- **Exercise set**:
(a) From the text about genes, list every area where it says genetic engineering has applications.
(b) Edit the text about genes: write out everything from "Genetic engineering is" down to "more specific way.", with "field" changed to "area".
(c) Resume the text about genes and genetic research after its final sentence.

- **Passage for review**:

========================

Genes in our body make us what we are!
Have people ever said to you, "It's in your genes"? They were probably talking about a physical characteristic, personality trait, or talent that you share with other members of your family. We know that genes play an important role in shaping how we look and act and even whether we get sick. Now scientists are trying to use that knowledge in exciting new ways, such as preventing and treating health problems.
Genetic engineering- Granting the power to engineer desirable traits into organisms.
Genetic engineering is the direct manipulation of an organism's genome using biotechnology. Genetic engineering has applications in medicine, research, industry and agriculture and can be used on a wide range of plants, animals and micro organisms to improve quality of life.
Genomics
Genomics is the study of the genomes of organisms. The field includes intensive efforts to determine the entire DNA sequence of organisms and fine-scale genetic mapping efforts. Genomics is a relatively new and ever-expanding field dedicated to the study of defining genomes in its more specific way.
Genetics, a discipline of biology, is the science of heredity and variation in living organisms. The continuity of life depends on the inheritance of biological information in the form of DNA molecules.
The research kindled by curiosity about the origin and nature of life lead to breakthroughs in genetics and cell biology. The discoveries are certainly going to transform medicine and improve our quality of life.

========================

- **Given information**:
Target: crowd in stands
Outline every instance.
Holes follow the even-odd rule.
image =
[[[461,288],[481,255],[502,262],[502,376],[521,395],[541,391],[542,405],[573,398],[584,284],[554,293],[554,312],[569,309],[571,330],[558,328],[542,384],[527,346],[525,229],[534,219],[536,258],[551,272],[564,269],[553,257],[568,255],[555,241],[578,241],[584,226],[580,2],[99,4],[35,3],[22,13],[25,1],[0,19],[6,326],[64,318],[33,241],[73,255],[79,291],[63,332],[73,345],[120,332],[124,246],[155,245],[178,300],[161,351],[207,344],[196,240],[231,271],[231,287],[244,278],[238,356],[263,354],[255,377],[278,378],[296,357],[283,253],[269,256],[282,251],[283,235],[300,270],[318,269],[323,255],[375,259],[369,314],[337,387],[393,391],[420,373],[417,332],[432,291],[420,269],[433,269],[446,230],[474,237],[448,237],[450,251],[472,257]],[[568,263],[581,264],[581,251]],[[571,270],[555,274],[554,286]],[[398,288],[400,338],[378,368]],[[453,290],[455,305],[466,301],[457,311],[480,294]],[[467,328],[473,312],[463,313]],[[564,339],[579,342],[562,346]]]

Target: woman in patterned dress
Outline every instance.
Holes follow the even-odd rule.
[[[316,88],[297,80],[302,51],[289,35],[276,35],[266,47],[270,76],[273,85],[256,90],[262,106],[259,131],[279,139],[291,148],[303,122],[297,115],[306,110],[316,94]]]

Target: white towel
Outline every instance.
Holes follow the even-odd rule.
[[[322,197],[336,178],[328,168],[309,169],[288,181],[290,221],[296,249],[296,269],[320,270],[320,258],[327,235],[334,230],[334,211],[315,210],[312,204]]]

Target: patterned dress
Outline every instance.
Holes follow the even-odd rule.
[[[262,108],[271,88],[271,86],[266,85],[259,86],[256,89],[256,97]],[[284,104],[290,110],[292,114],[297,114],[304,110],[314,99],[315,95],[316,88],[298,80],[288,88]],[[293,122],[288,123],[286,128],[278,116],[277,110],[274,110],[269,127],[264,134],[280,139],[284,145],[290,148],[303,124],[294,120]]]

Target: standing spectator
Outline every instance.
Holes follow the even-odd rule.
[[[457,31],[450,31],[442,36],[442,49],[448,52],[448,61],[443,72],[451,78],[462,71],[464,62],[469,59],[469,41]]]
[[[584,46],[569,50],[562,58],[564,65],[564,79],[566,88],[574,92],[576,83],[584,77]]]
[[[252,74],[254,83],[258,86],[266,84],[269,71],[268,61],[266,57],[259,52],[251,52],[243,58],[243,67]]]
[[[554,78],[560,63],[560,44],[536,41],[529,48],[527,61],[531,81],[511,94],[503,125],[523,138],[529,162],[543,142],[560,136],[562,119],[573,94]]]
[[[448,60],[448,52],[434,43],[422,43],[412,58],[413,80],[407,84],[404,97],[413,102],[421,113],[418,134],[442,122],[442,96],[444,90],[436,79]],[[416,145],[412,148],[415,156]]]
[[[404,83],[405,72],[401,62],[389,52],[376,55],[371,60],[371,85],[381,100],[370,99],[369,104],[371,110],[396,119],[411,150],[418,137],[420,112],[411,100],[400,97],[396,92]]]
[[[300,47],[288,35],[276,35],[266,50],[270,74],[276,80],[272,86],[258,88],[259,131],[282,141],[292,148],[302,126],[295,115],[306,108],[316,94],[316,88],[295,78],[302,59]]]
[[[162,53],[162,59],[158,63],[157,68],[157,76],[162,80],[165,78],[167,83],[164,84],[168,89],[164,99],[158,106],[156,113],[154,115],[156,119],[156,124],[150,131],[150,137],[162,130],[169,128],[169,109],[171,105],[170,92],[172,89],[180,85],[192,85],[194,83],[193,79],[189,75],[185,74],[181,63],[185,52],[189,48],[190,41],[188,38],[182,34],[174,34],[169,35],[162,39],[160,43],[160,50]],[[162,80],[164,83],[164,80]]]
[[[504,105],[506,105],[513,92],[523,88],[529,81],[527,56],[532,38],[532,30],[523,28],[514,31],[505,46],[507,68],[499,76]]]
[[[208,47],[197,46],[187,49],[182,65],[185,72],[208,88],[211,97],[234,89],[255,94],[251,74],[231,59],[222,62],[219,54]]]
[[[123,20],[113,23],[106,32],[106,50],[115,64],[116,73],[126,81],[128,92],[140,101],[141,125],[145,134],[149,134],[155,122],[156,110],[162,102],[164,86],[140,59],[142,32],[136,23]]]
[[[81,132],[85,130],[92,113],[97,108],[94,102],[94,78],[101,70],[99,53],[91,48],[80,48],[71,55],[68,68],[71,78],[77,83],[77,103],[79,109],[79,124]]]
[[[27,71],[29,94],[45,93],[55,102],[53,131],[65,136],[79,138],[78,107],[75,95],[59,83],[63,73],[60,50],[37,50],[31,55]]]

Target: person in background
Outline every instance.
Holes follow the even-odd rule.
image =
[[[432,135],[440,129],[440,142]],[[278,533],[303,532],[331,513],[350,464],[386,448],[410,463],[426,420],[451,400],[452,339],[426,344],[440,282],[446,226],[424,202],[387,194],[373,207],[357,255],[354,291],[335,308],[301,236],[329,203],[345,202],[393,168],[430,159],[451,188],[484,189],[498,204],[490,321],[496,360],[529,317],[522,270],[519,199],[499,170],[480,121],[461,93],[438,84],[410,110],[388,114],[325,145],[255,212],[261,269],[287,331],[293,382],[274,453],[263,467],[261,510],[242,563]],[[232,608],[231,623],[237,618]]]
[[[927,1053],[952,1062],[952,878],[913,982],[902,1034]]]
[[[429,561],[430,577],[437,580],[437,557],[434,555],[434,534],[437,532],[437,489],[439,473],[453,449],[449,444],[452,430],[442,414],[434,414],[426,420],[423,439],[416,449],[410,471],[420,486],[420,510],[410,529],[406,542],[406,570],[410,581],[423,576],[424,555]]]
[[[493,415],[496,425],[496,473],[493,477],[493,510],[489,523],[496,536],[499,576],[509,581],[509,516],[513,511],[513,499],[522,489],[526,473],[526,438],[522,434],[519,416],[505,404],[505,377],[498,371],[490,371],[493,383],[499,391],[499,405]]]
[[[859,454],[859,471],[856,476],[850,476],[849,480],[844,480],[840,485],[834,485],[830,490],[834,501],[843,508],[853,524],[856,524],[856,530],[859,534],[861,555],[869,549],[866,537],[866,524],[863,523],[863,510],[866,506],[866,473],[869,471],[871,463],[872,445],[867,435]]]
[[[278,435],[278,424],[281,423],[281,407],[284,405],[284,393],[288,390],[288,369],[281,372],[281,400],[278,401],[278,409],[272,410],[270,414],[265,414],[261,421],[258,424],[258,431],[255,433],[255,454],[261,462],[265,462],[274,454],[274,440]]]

========================

- **Answer set**:
(a) medicine, research, industry, agriculture

(b)
Genetic engineering is the direct manipulation of an organism's genome using biotechnology. Genetic engineering has applications in medicine, research, industry and agriculture and can be used on a wide range of plants, animals and micro organisms to improve quality of life.
Genomics
Genomics is the study of the genomes of organisms. The area includes intensive efforts to determine the entire DNA sequence of organisms and fine-scale genetic mapping efforts. Genomics is a relatively new and ever-expanding area dedicated to the study of defining genomes in its more specific way.

(c)
Knowledge of the inheritance of characteristics has been implicitly used since prehistoric times for improving crop plants and animals through selective breeding. However, the modern science of genetics, which seeks to understand the mechanisms of inheritance, only began with the work of Gregor Mendel in the mid–1800s.
Although he did not know the physical basis for heredity, Mendel observed that inheritance is fundamentally a discrete process with specific traits that are inherited in an independent manner – these basic units of inheritance are now called genes.
Following the rediscovery of Mendel’s observations in the early 1900s, research in 1910s yielded the first physical understanding of inheritance – that genes are arranged linearly along large cellular structures called chromosomes. By the 1950s it was understood that the core of a chromosome was a long molecule called DNA and genes existed as linear sections within the molecule.
A single strand of DNA is a chain of four types of nucleotides; hereditary information is contained within the sequence of these nucleotides. Solved by Watson and Crick in 1953, DNA's three–dimensional structure is a double–stranded helix, with the nucleotides on each strand complementary to each other. Each strand acts as a template for synthesis of a new partner strand, providing the physical mechanism for the inheritance of information.
The sequence of nucleotides in DNA is used to produce specific sequences of amino acids, creating proteins – a correspondence known as the "genetic code". This sequence of amino acids in a protein determines how it folds into a three–dimensional structure, this structure is in turn responsible for the protein’s function.
Proteins are responsible for almost all functional roles in the cell. A change to DNA sequence can change a protein's structure and behavior, and this can have dramatic consequences in the cell and on the organism as a whole. Although genetics plays a large role in determining the appearance and behavior of organisms, it is the interaction of genetics with the environment an organism experiences that determines the ultimate outcome. For example, while genes play a role in determining a person’s height, the nutrition and health that person experiences in childhood also have a large effect.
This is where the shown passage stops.